Passage shown =>
LTD Commodities, LLC v. Domain Administrator
Claim Number: FA0904001258914
Complainant is LTD Commodities, LLC (“Complainant”),
REGISTRAR AND DISPUTED DOMAIN NAMES
The domain names at issue are <abcdidtributing.com> and <abcdistributions.com>, registered with Moniker Online Services, Inc.
The undersigned certifies that he or she has acted independently and impartially and to the best of his or her knowledge has no known conflict in serving as Panelist in this proceeding.
James A Crary as Panelist.
Complainant submitted a Complaint to the National Arbitration Forum electronically on April 22, 2009; the National Arbitration Forum received a hard copy of the Complaint on April 24, 2009.
On April 23, 2009, Moniker Online Services, Inc. confirmed by e-mail to the National Arbitration Forum that the <abcdidtributing.com> and <abcdistributions.com> domain names are registered with Moniker Online Services, Inc. and that Respondent is the current registrant of the names. Moniker Online Services, Inc. has verified that Respondent is bound by the Moniker Online Services, Inc. registration agreement and has thereby agreed to resolve domain-name disputes brought by third parties in accordance with ICANN's Uniform Domain Name Dispute Resolution Policy (the "Policy").
On April 30, 2009, a Notification of Complaint and Commencement of Administrative Proceeding (the "Commencement Notification"), setting a deadline of May 20, 2009 by which Respondent could file a response to the Complaint, was transmitted to Respondent via e-mail, post and fax, to all entities and persons listed on Respondent's registration as technical, administrative and billing contacts, and to firstname.lastname@example.org and email@example.com by e-mail.

Direction A =>
Count how many lines in the records below contain the string "handle", and reply with the number alone.

[Records from a data collection]

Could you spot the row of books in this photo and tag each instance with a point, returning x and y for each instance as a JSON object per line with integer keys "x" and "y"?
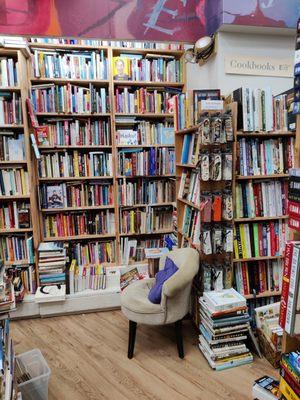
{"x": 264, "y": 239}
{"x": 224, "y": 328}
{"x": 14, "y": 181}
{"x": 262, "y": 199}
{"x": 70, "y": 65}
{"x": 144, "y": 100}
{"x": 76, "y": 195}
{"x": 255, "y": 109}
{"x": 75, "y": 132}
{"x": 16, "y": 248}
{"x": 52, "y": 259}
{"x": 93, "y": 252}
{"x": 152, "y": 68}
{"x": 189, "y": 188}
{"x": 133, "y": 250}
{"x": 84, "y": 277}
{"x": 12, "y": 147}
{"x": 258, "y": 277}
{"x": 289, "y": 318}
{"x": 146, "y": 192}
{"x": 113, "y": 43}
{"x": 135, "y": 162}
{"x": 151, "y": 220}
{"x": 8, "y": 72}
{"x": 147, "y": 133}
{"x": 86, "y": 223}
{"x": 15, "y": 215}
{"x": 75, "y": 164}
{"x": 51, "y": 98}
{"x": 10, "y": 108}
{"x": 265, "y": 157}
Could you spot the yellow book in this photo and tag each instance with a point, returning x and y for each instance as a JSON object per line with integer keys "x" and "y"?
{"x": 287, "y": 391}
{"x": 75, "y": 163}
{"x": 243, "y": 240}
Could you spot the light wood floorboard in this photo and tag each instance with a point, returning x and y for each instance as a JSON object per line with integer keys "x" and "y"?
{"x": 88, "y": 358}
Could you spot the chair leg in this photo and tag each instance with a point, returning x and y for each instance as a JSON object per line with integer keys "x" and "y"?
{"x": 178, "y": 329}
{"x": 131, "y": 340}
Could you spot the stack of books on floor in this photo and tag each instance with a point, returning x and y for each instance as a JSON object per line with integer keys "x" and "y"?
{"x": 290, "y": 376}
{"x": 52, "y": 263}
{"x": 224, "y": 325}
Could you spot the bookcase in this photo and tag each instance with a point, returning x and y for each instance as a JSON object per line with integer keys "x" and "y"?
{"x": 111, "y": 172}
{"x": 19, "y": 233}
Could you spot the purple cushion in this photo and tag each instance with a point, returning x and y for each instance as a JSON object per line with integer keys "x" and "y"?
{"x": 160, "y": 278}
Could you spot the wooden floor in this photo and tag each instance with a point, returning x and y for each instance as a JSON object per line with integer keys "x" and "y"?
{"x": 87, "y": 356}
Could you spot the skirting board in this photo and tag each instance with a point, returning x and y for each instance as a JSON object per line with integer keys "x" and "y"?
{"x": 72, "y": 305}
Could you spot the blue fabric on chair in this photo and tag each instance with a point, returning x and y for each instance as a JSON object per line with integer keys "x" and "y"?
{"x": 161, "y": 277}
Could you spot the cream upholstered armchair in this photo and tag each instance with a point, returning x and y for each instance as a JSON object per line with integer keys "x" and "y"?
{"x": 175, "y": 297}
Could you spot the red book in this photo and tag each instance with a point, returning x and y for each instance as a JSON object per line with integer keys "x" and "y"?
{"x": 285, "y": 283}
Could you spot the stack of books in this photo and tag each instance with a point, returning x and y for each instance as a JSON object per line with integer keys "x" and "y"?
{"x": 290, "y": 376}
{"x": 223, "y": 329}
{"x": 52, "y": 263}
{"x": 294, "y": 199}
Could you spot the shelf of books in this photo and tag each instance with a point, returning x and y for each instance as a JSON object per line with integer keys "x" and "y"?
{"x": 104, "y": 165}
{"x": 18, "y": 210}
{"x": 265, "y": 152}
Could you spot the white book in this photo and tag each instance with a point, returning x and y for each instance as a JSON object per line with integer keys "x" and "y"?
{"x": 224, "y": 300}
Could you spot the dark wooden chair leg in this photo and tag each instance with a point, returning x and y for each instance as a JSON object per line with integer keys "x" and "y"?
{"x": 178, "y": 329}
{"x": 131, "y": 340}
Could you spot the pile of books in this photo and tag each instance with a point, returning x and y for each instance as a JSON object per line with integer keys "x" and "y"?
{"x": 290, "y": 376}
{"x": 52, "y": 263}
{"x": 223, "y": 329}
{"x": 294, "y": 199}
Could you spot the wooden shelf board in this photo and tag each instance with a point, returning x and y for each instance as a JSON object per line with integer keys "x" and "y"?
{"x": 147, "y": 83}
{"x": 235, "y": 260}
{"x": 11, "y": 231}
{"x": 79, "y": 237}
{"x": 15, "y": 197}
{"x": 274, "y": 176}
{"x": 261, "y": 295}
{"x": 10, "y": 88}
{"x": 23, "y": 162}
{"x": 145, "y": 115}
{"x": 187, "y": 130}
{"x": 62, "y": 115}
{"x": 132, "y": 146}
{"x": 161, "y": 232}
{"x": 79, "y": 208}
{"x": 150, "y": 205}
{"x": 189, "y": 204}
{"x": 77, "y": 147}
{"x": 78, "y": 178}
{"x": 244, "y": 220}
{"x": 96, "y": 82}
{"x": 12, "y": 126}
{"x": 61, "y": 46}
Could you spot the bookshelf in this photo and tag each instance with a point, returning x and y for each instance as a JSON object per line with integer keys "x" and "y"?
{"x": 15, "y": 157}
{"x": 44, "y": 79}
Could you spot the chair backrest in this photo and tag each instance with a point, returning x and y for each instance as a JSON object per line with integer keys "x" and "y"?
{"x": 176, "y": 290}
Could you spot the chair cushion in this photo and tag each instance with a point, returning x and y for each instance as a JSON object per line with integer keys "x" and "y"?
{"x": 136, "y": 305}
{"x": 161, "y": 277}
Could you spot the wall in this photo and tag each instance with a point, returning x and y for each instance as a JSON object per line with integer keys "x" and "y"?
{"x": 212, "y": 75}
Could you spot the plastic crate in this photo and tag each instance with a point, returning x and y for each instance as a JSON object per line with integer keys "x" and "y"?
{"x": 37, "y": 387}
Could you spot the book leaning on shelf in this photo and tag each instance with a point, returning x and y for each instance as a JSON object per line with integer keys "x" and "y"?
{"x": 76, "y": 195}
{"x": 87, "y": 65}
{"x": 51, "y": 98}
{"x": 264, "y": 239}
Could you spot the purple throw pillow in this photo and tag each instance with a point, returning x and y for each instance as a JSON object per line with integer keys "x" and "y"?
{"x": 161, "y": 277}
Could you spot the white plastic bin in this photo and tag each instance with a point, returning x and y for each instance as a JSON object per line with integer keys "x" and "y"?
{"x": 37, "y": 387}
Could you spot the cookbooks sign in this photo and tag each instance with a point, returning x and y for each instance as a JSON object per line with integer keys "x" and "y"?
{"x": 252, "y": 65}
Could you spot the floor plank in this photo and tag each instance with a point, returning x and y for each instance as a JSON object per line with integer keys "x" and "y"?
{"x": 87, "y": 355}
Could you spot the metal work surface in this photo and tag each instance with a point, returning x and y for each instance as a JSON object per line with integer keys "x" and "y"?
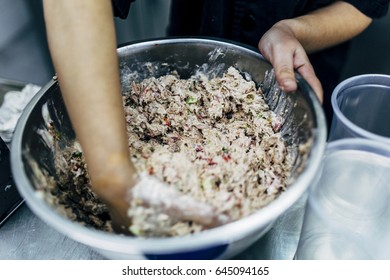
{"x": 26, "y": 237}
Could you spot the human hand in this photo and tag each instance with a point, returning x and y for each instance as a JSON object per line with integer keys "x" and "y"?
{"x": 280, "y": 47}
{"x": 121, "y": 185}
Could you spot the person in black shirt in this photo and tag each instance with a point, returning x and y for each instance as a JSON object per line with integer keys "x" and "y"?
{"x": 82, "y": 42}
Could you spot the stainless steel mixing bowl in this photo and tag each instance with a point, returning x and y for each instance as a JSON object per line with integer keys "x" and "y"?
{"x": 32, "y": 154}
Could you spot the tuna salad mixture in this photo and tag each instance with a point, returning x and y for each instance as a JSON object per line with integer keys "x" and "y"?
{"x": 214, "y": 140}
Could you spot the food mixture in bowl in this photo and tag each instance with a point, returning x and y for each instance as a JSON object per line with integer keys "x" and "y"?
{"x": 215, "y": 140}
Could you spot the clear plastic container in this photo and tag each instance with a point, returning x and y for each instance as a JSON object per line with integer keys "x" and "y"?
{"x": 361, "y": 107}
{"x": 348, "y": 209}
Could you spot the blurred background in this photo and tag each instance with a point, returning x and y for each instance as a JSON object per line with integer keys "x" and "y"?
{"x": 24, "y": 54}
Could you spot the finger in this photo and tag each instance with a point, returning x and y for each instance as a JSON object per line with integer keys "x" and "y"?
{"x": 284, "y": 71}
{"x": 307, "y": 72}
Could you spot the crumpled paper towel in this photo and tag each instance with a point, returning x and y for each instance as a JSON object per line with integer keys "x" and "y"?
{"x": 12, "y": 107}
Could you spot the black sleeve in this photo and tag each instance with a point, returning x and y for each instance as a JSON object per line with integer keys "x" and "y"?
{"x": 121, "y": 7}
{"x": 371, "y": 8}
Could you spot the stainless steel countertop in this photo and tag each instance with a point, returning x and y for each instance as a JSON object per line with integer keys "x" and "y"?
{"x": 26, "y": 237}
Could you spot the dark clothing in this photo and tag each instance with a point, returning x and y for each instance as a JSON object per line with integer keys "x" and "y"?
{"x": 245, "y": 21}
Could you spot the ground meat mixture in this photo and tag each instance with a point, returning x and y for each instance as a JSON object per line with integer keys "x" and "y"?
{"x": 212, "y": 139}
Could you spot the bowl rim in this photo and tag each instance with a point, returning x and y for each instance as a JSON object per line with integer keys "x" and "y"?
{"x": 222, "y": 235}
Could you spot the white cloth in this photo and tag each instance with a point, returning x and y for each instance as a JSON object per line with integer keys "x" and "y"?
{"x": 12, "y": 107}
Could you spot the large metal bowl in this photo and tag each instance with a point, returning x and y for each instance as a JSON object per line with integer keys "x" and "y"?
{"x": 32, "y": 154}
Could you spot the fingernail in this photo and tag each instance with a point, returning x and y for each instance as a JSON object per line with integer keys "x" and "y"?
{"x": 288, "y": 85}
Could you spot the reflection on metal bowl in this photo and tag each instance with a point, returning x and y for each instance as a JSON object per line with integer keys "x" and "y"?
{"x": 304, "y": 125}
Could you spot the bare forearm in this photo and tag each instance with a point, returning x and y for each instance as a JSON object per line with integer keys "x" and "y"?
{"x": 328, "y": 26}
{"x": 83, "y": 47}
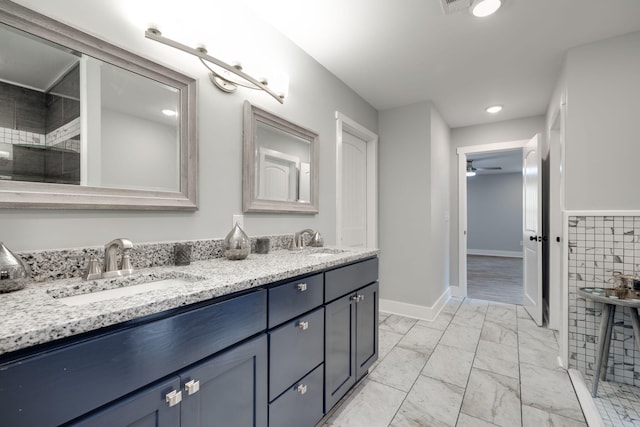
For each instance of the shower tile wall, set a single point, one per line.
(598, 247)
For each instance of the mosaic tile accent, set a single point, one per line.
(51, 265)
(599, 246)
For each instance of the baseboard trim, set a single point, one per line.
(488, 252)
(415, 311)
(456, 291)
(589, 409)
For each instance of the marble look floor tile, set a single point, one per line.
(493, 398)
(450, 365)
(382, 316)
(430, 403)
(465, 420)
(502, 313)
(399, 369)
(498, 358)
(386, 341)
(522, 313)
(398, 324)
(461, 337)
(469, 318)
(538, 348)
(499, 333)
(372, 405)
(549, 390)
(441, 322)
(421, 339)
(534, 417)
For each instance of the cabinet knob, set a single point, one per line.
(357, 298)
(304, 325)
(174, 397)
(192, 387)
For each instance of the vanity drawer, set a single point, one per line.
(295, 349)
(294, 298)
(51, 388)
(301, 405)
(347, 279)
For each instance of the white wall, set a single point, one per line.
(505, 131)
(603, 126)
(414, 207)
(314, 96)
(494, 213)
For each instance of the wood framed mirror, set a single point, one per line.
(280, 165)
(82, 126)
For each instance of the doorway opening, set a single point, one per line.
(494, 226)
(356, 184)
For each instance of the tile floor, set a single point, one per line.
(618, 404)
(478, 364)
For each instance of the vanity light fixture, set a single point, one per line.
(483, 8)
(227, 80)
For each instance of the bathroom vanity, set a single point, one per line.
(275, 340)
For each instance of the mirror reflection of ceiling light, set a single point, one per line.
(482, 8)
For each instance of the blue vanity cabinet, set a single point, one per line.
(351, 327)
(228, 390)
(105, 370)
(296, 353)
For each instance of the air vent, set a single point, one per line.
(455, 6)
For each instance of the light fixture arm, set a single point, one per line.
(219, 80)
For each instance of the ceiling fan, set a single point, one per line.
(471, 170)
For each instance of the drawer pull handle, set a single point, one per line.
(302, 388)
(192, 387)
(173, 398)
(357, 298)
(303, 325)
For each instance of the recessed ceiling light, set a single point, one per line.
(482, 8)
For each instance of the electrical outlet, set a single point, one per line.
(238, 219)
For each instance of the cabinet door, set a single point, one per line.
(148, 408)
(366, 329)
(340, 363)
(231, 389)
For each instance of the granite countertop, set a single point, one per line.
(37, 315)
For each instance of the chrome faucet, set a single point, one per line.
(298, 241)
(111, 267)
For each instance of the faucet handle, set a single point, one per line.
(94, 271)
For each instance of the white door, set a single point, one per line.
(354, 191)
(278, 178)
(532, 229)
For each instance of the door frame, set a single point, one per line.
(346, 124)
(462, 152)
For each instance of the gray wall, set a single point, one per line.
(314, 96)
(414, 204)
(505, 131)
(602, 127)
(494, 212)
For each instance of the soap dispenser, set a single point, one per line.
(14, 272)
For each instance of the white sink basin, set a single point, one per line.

Direction B =>
Continue the domain name dispute decision above from the point where it stops.

Written answer A =>
2

Written answer B =>
Having received no response from Respondent, the National Arbitration Forum transmitted to the parties a Notification of Respondent Default.
On May 26, 2009 pursuant to Complainant's request to have the dispute decided by a single-member Panel, the National Arbitration Forum appointed James A Crary as Panelist.
Having reviewed the communications records, the Administrative Panel (the "Panel") finds that the National Arbitration Forum has discharged its responsibility under Paragraph 2(a) of the Rules for Uniform Domain Name Dispute Resolution Policy (the "Rules") "to employ reasonably available means calculated to achieve actual notice to Respondent." Therefore, the Panel may issue its decision based on the documents submitted and in accordance with the ICANN Policy, ICANN Rules, the National Arbitration Forum's Supplemental Rules and any rules and principles of law that the Panel deems applicable, without the benefit of any response from Respondent.
Complainant requests that the domain names be transferred from Respondent to Complainant.
A. Complainant makes the following assertions:
1. Respondent’s <abcdidtributing.com> and <abcdistributions.com> domain names are confusingly similar to Complainant’s ABC DISTRIBUTING mark.
2. Respondent does not have any rights or legitimate interests in the <abcdidtributing.com> and <abcdistributions.com> domain names.
3. Respondent registered and used the <abcdidtributing.com> and <abcdistributions.com> domain names in bad faith.
B. Respondent failed to submit a Response in this proceeding.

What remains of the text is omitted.